WHAT TO PRODUCE =
Print the first line of the records below and every line after it, up to and including the line with "Query: backdrop". Print nothing else.
─── DATASET EXTRACT
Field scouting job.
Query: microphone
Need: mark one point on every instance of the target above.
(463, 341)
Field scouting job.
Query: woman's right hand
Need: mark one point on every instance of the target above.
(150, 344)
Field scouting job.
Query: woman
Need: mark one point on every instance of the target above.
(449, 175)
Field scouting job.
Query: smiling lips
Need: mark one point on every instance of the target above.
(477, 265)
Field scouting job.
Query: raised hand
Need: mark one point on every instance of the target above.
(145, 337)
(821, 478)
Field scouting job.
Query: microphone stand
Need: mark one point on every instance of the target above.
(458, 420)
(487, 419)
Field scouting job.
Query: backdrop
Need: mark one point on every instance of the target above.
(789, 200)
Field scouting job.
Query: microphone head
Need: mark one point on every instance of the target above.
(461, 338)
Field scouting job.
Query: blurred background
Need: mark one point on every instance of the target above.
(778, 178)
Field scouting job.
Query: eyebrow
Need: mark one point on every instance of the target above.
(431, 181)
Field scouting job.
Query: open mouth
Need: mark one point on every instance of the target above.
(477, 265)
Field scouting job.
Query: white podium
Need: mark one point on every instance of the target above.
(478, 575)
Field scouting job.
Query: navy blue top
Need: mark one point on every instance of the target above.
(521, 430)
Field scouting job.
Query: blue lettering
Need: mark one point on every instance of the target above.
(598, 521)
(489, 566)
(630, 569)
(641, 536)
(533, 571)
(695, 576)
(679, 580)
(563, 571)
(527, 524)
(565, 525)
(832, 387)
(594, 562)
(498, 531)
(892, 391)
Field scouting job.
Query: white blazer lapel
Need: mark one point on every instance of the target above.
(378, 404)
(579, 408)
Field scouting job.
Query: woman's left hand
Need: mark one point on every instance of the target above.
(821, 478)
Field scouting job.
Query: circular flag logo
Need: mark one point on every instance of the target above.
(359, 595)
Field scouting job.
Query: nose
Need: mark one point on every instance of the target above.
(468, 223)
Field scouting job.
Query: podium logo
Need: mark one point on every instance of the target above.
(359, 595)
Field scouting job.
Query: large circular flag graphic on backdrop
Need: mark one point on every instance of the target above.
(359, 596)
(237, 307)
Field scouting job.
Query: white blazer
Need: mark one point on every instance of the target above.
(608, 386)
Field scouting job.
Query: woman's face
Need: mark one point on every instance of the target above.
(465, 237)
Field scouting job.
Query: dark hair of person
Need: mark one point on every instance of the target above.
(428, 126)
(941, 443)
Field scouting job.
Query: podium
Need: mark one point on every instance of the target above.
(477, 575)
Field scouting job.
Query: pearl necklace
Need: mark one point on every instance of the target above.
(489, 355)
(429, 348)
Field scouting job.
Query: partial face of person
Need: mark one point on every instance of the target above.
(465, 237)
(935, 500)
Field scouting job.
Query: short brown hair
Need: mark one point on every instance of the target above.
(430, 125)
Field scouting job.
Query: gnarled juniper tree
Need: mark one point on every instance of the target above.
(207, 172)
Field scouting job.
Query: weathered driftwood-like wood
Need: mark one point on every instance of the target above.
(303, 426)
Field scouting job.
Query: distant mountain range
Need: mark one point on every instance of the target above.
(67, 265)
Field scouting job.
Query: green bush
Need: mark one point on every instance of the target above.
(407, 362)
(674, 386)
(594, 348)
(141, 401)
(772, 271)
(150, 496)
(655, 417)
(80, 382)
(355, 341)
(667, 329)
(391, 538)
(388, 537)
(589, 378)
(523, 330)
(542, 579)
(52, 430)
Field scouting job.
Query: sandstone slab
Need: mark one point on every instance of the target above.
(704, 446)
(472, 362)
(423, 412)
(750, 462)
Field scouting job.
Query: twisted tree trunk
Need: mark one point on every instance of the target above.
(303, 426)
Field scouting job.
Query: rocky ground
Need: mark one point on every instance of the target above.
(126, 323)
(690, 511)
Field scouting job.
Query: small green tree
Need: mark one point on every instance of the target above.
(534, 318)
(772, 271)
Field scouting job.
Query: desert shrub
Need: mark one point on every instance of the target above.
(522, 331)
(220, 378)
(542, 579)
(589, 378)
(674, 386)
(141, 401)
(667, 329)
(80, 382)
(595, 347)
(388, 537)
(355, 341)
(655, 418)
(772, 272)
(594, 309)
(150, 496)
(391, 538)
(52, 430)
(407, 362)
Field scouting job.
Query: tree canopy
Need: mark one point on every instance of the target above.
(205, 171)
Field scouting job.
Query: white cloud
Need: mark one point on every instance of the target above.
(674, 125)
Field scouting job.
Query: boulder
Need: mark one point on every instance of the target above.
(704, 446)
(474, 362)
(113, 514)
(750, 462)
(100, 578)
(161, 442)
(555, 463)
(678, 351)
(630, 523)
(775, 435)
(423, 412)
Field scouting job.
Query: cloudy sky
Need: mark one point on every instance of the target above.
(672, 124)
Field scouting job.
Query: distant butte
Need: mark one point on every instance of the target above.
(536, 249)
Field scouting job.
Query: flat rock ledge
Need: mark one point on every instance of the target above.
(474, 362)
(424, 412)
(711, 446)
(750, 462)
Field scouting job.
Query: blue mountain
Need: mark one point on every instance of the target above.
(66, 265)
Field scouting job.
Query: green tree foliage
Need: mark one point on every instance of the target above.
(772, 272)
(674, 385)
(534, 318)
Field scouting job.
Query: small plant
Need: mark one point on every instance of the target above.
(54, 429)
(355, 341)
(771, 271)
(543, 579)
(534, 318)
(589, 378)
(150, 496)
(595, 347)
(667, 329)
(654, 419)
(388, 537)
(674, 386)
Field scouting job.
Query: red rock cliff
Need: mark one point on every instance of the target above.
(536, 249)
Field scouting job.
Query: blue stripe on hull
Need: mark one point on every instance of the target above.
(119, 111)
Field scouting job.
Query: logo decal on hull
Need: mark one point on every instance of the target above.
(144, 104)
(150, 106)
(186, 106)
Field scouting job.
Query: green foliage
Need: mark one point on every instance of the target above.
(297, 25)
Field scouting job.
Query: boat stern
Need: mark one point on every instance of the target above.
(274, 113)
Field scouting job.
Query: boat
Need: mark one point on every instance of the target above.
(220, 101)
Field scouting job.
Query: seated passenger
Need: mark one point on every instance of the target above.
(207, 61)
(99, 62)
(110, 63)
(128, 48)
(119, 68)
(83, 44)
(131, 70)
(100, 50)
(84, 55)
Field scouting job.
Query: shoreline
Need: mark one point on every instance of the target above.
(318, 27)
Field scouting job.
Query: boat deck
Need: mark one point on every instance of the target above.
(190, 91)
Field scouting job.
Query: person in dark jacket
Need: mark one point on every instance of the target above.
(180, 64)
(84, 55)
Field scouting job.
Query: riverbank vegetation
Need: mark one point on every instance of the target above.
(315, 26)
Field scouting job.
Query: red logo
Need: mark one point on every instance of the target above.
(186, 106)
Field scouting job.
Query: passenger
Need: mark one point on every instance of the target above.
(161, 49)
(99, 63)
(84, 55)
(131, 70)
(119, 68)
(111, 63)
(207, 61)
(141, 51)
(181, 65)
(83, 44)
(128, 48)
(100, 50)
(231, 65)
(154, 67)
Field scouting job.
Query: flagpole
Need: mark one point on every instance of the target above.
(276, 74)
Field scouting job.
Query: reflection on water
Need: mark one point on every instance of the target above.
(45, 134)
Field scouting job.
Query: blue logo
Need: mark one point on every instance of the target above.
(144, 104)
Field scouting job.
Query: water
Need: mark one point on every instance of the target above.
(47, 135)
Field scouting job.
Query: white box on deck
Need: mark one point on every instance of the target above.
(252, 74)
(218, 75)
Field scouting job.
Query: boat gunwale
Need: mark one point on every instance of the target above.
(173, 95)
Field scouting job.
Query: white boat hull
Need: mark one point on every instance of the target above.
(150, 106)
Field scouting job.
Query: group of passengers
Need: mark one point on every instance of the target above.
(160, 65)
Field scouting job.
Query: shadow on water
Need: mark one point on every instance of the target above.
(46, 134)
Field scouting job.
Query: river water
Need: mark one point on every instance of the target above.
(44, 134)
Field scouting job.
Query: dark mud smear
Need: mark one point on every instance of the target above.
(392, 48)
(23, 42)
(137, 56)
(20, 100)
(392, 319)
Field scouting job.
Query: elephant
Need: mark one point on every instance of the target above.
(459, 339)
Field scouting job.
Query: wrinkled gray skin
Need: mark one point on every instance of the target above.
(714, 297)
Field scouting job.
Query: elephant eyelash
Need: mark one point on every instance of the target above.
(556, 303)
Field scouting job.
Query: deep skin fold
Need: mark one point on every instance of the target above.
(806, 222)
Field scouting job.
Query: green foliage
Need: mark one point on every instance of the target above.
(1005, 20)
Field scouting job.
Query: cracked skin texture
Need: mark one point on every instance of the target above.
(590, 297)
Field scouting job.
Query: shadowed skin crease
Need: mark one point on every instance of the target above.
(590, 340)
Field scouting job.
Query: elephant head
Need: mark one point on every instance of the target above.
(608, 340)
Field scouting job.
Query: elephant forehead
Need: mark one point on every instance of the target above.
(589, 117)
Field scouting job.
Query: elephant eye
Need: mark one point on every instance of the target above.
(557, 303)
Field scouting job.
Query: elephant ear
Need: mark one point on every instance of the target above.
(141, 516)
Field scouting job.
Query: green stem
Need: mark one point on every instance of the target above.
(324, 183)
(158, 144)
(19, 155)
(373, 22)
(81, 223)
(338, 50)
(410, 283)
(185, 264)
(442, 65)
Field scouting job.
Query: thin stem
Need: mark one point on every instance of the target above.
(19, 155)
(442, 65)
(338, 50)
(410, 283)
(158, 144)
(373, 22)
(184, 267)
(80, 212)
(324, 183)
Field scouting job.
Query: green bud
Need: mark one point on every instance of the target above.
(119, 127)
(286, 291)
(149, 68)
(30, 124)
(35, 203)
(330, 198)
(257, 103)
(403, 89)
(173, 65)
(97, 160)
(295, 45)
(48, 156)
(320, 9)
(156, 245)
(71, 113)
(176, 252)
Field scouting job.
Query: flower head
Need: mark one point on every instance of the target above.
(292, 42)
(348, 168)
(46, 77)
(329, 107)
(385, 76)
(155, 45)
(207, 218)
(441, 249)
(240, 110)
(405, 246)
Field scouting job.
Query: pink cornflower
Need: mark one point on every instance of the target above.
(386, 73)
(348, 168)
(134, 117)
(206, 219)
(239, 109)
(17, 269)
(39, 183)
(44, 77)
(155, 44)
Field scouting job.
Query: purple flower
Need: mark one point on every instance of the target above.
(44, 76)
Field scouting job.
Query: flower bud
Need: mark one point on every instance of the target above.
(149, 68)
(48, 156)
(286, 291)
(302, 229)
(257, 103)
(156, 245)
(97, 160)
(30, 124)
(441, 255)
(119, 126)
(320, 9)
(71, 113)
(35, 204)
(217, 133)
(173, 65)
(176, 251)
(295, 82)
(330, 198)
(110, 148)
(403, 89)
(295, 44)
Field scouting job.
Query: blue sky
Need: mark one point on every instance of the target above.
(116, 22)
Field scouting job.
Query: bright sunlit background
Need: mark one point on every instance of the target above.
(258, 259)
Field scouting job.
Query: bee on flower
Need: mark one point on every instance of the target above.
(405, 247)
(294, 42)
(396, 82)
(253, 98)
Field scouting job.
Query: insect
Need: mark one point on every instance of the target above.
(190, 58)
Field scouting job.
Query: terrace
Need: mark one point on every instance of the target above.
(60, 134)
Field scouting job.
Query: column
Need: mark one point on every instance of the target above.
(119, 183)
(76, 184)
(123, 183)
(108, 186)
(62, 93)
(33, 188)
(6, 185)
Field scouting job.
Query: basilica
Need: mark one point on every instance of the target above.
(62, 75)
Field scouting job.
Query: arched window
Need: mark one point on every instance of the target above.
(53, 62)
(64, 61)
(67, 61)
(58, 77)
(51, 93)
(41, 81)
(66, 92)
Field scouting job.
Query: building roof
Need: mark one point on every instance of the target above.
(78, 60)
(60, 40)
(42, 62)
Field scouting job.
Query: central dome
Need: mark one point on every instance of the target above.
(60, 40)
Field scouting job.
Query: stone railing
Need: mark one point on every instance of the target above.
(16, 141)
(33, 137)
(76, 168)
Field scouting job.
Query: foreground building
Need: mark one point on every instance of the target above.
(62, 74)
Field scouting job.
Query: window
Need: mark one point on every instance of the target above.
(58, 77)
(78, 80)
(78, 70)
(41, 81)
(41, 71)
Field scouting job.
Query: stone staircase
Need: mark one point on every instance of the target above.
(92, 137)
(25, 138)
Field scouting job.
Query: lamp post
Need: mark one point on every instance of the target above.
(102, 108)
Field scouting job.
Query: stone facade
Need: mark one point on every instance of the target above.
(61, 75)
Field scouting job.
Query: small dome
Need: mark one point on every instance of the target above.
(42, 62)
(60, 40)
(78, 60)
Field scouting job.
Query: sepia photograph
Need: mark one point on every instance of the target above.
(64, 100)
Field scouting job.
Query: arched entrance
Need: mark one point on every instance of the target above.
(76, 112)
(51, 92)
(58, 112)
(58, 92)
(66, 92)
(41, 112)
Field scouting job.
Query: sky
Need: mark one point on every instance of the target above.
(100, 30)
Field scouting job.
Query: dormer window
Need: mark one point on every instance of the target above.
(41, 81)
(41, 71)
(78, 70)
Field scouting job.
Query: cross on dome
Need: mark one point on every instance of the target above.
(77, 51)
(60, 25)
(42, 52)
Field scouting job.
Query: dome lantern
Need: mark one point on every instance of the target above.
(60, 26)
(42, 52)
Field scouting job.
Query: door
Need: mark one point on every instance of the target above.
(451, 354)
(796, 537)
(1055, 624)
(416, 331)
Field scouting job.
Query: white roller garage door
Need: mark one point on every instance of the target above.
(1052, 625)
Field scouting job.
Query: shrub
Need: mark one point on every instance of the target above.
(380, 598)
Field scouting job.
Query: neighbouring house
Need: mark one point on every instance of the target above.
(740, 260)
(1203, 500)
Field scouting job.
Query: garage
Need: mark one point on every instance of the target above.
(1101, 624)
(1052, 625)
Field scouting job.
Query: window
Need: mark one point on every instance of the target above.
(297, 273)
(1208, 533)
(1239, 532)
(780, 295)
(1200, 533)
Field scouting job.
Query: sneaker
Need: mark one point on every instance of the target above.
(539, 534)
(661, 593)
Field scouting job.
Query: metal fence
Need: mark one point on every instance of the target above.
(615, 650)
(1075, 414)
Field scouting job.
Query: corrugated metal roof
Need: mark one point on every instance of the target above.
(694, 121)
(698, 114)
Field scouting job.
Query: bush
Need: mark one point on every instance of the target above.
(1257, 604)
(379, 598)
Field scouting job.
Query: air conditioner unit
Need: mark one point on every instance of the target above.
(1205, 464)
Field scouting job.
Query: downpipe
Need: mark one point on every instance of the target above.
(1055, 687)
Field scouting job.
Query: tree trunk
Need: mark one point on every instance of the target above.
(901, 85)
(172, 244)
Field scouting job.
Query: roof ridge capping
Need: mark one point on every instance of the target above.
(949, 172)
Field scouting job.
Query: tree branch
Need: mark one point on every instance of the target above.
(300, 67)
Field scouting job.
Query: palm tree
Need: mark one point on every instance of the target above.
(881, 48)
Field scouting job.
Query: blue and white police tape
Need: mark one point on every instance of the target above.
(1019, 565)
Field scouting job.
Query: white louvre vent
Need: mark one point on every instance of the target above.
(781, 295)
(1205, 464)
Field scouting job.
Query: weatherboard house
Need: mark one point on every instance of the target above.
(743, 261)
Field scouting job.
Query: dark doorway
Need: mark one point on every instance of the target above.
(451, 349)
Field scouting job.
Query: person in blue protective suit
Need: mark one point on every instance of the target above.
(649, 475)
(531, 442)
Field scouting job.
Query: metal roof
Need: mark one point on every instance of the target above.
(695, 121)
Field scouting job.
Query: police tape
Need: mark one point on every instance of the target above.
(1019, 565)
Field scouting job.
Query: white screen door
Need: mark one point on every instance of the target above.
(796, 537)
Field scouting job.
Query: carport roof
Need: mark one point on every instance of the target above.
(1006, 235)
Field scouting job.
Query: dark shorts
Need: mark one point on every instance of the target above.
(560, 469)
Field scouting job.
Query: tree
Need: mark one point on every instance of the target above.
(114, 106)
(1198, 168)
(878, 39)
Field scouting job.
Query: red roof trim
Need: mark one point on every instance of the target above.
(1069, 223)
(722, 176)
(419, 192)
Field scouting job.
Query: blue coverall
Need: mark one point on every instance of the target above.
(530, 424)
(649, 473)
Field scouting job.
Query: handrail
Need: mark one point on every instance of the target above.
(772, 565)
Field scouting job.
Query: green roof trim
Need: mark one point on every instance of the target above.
──────
RESULT OF THE TASK =
Field scouting job.
Query: microphone
Need: mark one point on every instance of the target above.
(463, 341)
Field scouting job.
Query: woman's right hand
Need: mark one point on every instance of the target above.
(150, 344)
Field scouting job.
Query: woman
Need: mark one point on every instance of the target above.
(449, 175)
Field scouting job.
Query: smiling lips
Need: mark one point on every instance of the target above.
(477, 265)
Field scouting job.
Query: raised hand
Need: mark one point on every instance of the target above.
(145, 337)
(821, 478)
Field scouting job.
Query: microphone stand
Need: mark one point on every instance of the target above.
(458, 420)
(487, 419)
Field scouting job.
Query: backdrop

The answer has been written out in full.